◆ Herausforderung ◆
Gib die Auflistung bitte noch einmal wieder und tausche dabei „dry“ gegen „withered“ aus, ohne sonst etwas zu verändern. Die Bilder lässt du in deiner Antwort weg.

***** Extrahiertes Material

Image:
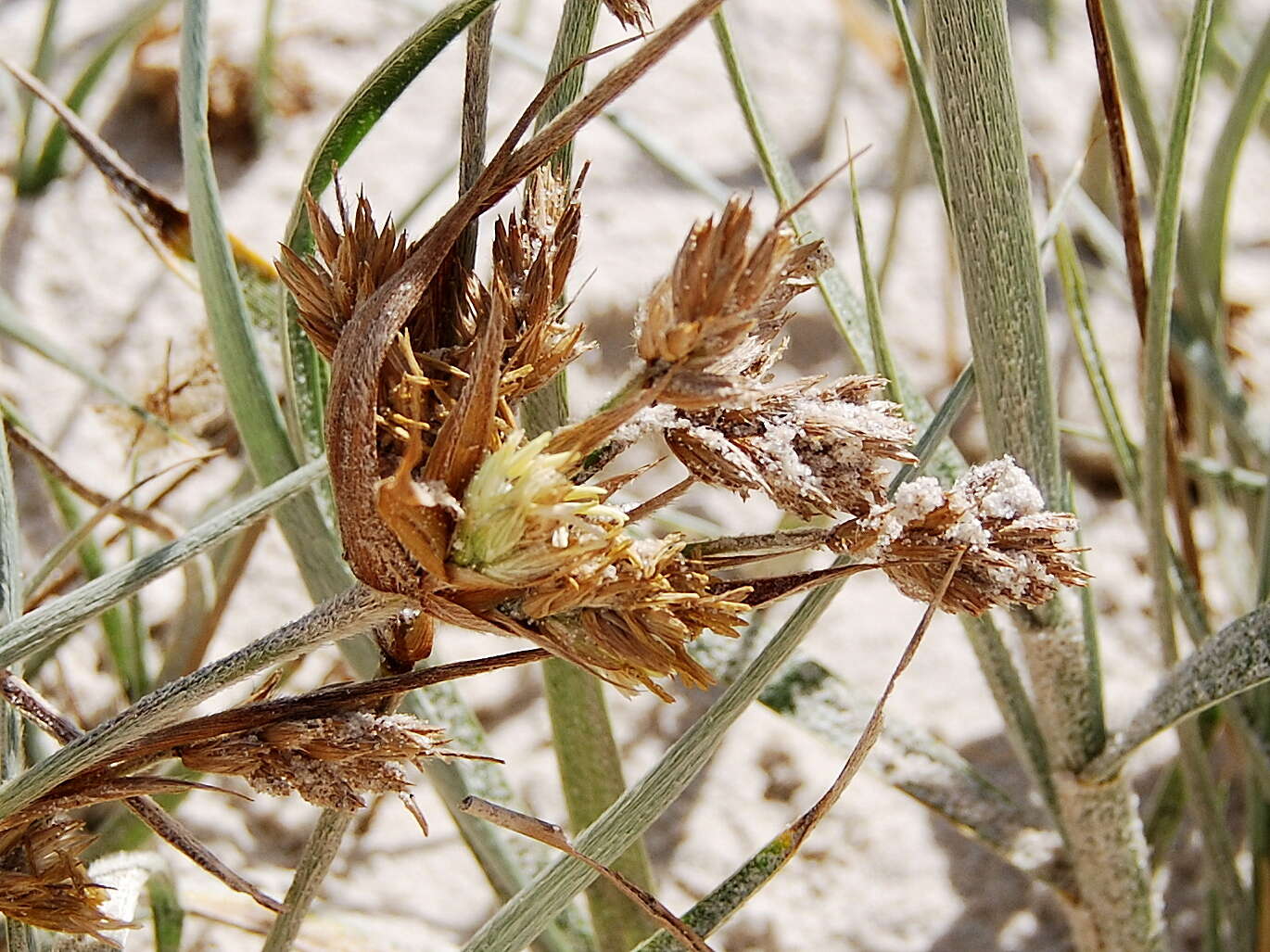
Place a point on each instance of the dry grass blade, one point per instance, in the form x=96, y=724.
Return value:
x=146, y=519
x=803, y=827
x=103, y=512
x=552, y=835
x=157, y=210
x=771, y=858
x=322, y=702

**********

◆ Lösung ◆
Image:
Place a point on each instance of the withered grass blade, one point per instance, in the form x=96, y=724.
Return value:
x=146, y=519
x=803, y=827
x=103, y=512
x=552, y=835
x=157, y=210
x=771, y=858
x=322, y=702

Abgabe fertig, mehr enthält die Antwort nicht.